■ **EXERCISE SET**:
1. Translate this sentence from the Paperless configuration excerpt into Spanish: "Set this to the language most of your documents are written in."
2. According to the Paperless configuration excerpt, what is the default value of PAPERLESS_OCR_LANGUAGE?

■ **EXCERPTED PASSAGE**:
━━━━━━━━━━━━━━━━━━━━━━━━━━━━━━
PAPERLESS_LOGOUT_REDIRECT_URL=<str>
    URL to redirect the user to after a logout. This can be used together with
    `PAPERLESS_ENABLE_HTTP_REMOTE_USER` to redirect the user back to the SSO
    application's logout page.

    Defaults to None, which disables this feature.

.. _configuration-ocr:

OCR settings
############

Paperless uses `OCRmyPDF <https://ocrmypdf.readthedocs.io/en/latest/>`_ for
performing OCR on documents and images. Paperless uses sensible defaults for
most settings, but all of them can be configured to your needs.

PAPERLESS_OCR_LANGUAGE=<lang>
    Customize the language that paperless will attempt to use when
    parsing documents.

    It should be a 3-letter language code consistent with ISO
    639: https://www.loc.gov/standards/iso639-2/php/code_list.php

    Set this to the language most of your documents are written in.

    This can be a combination of multiple languages such as ``deu+eng``,
    in which case tesseract will use whatever language matches best.
    Keep in mind that tesseract uses much more cpu time with multiple
    languages enabled.

    Defaults to "eng".

		Note: If your language contains a '-' such as chi-sim, you must use chi_sim

PAPERLESS_OCR_MODE=<mode>
    Tell paperless when and how to perform ocr on your documents. Four modes
    are available:

    *   ``skip``: Paperless skips all pages and will perform ocr only on pages
        where no text is present. This is the safest option.
    *   ``skip_noarchive``: In addition to skip, paperless won't create an
        archived version of your documents when it finds any text in them.
        This is useful if you don't want to have two almost-identical versions
        of your digital documents in the media folder. This is the fastest option.
━━━━━━━━━━━━━━━━━━━━━━━━━━━━━━
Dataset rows
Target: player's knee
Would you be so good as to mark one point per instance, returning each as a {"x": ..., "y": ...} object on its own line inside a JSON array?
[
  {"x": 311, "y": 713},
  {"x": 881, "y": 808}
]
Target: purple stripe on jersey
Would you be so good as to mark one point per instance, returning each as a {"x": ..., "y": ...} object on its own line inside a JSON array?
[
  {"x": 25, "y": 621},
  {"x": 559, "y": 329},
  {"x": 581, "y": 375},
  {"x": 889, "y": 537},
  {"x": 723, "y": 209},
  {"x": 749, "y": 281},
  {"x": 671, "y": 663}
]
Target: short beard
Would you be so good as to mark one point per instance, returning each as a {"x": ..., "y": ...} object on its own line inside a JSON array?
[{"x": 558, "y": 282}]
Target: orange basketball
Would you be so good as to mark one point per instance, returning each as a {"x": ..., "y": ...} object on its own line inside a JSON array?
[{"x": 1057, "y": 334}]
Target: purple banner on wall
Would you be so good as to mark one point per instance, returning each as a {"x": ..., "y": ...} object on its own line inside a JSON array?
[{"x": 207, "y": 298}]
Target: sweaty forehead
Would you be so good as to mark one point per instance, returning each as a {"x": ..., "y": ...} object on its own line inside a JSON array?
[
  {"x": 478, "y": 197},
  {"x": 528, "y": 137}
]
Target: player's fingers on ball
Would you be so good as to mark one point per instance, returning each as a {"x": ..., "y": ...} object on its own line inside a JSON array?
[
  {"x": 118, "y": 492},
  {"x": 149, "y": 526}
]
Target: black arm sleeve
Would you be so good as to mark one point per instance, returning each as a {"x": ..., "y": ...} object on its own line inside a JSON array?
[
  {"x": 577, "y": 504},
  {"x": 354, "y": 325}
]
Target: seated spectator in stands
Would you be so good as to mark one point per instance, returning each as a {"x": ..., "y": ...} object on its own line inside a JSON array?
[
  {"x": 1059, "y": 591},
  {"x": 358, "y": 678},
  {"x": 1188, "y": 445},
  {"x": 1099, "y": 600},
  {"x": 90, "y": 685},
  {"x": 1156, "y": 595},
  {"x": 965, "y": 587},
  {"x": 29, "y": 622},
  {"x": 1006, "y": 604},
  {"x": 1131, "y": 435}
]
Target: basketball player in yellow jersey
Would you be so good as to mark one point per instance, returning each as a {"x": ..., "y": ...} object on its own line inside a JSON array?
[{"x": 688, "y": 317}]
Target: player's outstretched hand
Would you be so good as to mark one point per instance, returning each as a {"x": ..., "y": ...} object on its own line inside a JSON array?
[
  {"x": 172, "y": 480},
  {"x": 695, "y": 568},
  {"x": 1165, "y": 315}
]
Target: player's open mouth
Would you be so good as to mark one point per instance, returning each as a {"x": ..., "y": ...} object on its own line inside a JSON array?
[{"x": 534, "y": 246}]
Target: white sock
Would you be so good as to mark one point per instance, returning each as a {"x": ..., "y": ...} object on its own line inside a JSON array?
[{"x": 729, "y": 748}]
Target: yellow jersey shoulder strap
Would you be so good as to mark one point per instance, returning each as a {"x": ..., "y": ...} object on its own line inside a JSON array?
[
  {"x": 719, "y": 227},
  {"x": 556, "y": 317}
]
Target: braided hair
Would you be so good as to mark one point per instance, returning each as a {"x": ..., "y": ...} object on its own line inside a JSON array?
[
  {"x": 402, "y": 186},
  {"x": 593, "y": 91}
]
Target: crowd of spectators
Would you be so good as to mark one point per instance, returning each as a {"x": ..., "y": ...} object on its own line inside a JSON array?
━━━━━━━━━━━━━━━━━━━━━━━━━━━━━━
■ **SOLUTION SET**:
1. Configure esto con el idioma en que está escrita la mayoría de sus documentos.

2. It defaults to "eng".